Give back, exactly and with nothing added, the lines that run from the one containing "the tile wall" to the final line below.

***** TASK INPUTS *****

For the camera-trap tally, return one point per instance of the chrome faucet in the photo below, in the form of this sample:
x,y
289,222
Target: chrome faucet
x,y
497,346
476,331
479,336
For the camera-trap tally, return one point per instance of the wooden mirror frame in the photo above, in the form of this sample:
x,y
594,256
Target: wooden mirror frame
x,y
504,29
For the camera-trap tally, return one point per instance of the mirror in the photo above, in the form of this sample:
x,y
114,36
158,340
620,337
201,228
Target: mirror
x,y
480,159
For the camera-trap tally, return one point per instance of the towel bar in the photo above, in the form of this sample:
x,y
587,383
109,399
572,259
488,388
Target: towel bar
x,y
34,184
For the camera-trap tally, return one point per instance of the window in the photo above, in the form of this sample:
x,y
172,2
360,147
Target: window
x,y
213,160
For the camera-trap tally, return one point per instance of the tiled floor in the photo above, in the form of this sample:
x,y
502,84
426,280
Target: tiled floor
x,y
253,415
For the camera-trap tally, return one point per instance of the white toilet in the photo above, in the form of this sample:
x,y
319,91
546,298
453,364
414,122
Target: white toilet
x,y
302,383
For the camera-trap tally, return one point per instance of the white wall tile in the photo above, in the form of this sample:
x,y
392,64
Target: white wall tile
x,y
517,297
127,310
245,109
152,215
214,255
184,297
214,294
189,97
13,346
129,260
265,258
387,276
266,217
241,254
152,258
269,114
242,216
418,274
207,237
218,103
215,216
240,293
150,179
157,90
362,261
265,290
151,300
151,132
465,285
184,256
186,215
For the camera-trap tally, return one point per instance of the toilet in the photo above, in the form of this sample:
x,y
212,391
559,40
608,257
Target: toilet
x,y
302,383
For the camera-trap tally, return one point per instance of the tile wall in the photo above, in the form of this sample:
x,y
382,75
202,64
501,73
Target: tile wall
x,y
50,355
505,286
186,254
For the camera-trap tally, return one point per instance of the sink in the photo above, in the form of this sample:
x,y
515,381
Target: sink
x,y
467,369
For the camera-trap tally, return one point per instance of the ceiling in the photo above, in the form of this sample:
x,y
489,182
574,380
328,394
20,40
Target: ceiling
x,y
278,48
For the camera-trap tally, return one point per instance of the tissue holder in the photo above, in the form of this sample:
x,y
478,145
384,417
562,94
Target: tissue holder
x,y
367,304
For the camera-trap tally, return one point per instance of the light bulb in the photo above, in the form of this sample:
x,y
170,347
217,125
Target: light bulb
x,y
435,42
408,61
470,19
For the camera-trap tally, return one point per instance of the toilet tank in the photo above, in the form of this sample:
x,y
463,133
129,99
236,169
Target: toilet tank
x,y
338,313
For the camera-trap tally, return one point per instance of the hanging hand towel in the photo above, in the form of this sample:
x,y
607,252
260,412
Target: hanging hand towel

*****

> _RESULT BELOW_:
For the camera-trap tally, return one point per instance of the tile wall in the photo above, in the form of this sample:
x,y
382,75
202,64
501,73
Target: tile wall
x,y
50,355
505,286
186,254
For the camera-trap tally, return one point per instance of the sink in the photo above, in the form of this sample:
x,y
515,381
Target: sink
x,y
467,369
For the camera-trap tally, return one point per instance of the ceiling in the photo above, in the form of this sample:
x,y
489,182
574,380
328,394
20,40
Target: ceiling
x,y
278,48
For the camera-trap tally, return one point per instance of the tissue holder in the photo above, in the form of this sample:
x,y
478,145
384,417
562,94
Target: tissue holder
x,y
367,304
For the camera-trap tally, return one point per instance of the light bulb in the photo above, in the form of this sample:
x,y
170,347
217,125
Target: light bulb
x,y
435,42
408,61
470,19
For the camera-trap tally, return one point per instance of the toilet tank in the photo above, in the form of this sample:
x,y
463,133
129,99
236,169
Target: toilet tank
x,y
338,313
For the camera-trap tally, return one point per instance of the hanging hand towel in the photo above, in the form of this sample:
x,y
607,252
260,412
Target: hanging hand towel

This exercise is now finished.